Entries from a data source:
======

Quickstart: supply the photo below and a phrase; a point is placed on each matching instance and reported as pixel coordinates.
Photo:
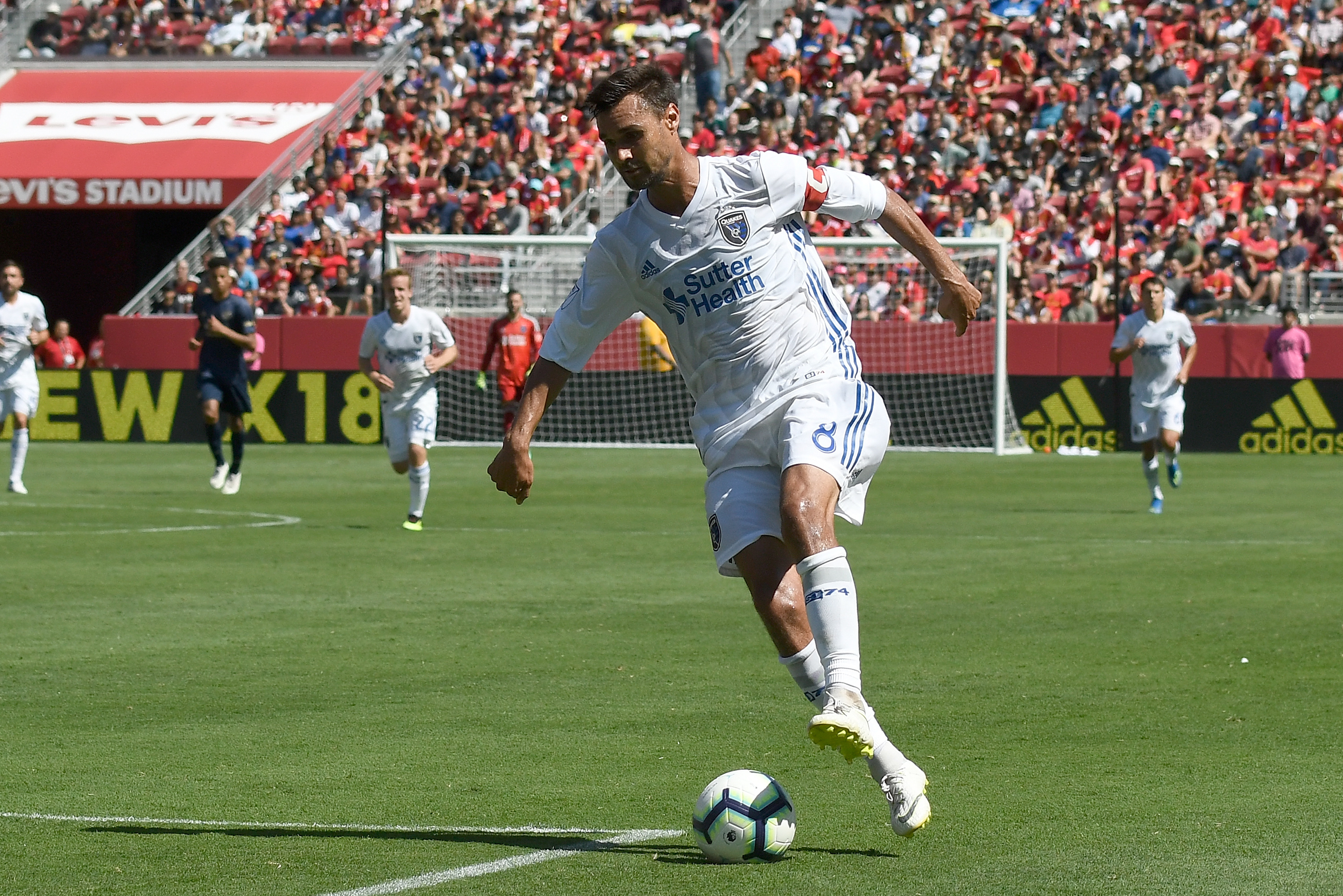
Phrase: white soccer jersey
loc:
(1157, 363)
(734, 282)
(402, 350)
(18, 319)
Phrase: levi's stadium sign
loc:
(152, 123)
(159, 139)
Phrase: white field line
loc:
(308, 825)
(1040, 539)
(419, 882)
(434, 879)
(264, 521)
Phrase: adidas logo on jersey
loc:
(1068, 418)
(1296, 423)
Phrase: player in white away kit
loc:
(411, 346)
(23, 327)
(716, 253)
(1154, 336)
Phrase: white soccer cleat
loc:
(906, 790)
(843, 725)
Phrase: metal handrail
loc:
(252, 201)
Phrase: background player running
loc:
(226, 333)
(23, 327)
(411, 346)
(1154, 336)
(789, 431)
(518, 337)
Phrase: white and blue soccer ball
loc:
(744, 817)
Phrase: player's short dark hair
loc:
(650, 82)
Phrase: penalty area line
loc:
(434, 879)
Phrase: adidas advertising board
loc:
(1245, 415)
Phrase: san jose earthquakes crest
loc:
(732, 225)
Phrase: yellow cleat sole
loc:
(845, 741)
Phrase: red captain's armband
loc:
(818, 190)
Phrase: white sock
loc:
(18, 455)
(1153, 469)
(808, 671)
(885, 758)
(419, 490)
(833, 613)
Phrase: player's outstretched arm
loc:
(959, 299)
(512, 468)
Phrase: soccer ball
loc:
(743, 817)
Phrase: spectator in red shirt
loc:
(62, 351)
(518, 337)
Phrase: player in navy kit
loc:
(227, 329)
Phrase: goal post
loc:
(943, 393)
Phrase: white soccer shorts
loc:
(18, 397)
(840, 426)
(1149, 422)
(415, 425)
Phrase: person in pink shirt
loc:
(1288, 347)
(253, 358)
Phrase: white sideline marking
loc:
(437, 878)
(418, 882)
(308, 825)
(265, 519)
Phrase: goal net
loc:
(942, 393)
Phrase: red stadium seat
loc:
(671, 62)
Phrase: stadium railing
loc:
(253, 201)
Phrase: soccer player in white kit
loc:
(411, 346)
(718, 254)
(1153, 337)
(23, 327)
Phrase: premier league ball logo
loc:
(735, 227)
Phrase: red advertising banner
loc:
(145, 139)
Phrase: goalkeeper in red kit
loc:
(518, 337)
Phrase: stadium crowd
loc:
(1208, 135)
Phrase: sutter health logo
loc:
(1296, 423)
(1068, 417)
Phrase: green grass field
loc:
(1067, 668)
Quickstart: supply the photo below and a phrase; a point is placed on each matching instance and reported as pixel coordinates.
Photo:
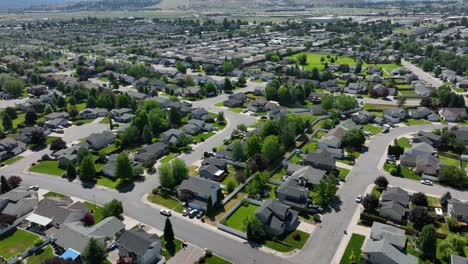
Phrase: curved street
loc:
(320, 247)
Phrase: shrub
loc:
(297, 236)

======

__Exercise task__
Lay out every line above as a numbered list, skipping blank lines and leaving the pictures out.

__Complete response__
1. Quickstart: supply the photo below and a phrase; a point is placed on each matching instance and reported as pixel coordinates.
2. Photo:
3. Phrase: white soccer jersey
4. loc:
5. (1157, 363)
6. (734, 282)
7. (402, 350)
8. (18, 319)
9. Phrase: levi's stadium sign
10. loc:
11. (152, 123)
12. (159, 139)
13. Phrase: white field line
14. loc:
15. (308, 825)
16. (1040, 539)
17. (419, 882)
18. (434, 879)
19. (264, 521)
20. Phrase: adidas logo on jersey
21. loc:
22. (1068, 418)
23. (1296, 423)
24. Phrase: player in white away kit
25. loc:
26. (411, 346)
27. (23, 327)
28. (716, 253)
29. (1154, 336)
30. Phrase: white soccer cleat
31. loc:
32. (906, 790)
33. (843, 725)
34. Phrase: metal handrail
35. loc:
36. (252, 201)
37. Phrase: background player running
38. loc:
39. (226, 333)
40. (23, 327)
41. (411, 346)
42. (1154, 336)
43. (789, 431)
44. (518, 337)
45. Phrase: white and blue soccer ball
46. loc:
47. (744, 817)
48. Phrase: player's short dark hair
49. loc:
50. (650, 82)
51. Phrase: penalty area line
52. loc:
53. (434, 879)
54. Phrase: adidas advertising board
55. loc:
56. (1245, 415)
57. Phrase: san jose earthquakes crest
58. loc:
59. (732, 225)
60. Phrase: yellow cleat sole
61. loc:
62. (845, 741)
63. Phrase: red captain's armband
64. loc:
65. (818, 190)
66. Phrase: white sock
67. loc:
68. (18, 455)
69. (1153, 469)
70. (808, 671)
71. (885, 758)
72. (419, 490)
73. (833, 613)
74. Phrase: player's outstretched arm
75. loc:
76. (959, 299)
77. (512, 468)
78. Phrase: soccer ball
79. loc:
80. (743, 817)
81. Phrase: spectator in red shirt
82. loc:
83. (62, 351)
84. (518, 337)
85. Phrase: player in navy kit
86. loc:
87. (227, 329)
88. Phrase: goal post
89. loc:
90. (943, 393)
91. Phrase: white soccer shorts
92. loc:
93. (18, 397)
94. (840, 426)
95. (1149, 422)
96. (415, 425)
97. Phrase: person in pink shirt
98. loc:
99. (1288, 347)
100. (253, 358)
101. Phrase: white sideline marking
102. loc:
103. (437, 878)
104. (418, 882)
105. (308, 825)
106. (265, 519)
107. Phrase: goal net
108. loc:
109. (942, 393)
110. Phrase: red stadium seat
111. loc:
112. (671, 62)
113. Phrase: stadium railing
114. loc:
115. (253, 201)
116. Phrase: soccer player in white kit
117. loc:
118. (411, 346)
119. (718, 254)
120. (1153, 337)
121. (23, 327)
122. Phrase: premier league ball logo
123. loc:
124. (735, 227)
125. Phrase: red advertising banner
126. loc:
127. (145, 139)
128. Phrase: goalkeeper in red kit
129. loc:
130. (518, 337)
131. Phrase: stadium crowd
132. loc:
133. (1208, 135)
134. Phrase: sutter health logo
135. loc:
136. (1296, 423)
137. (1068, 417)
138. Phrase: green grass field
139. loc:
140. (1067, 668)
141. Quickstart: supply the photo below and a phrase; a point is placed on each matching instance and reported as pixel coordinates.
142. Photo:
143. Phrase: curved street
144. loc:
145. (320, 247)
146. Phrase: shrub
147. loc:
148. (297, 236)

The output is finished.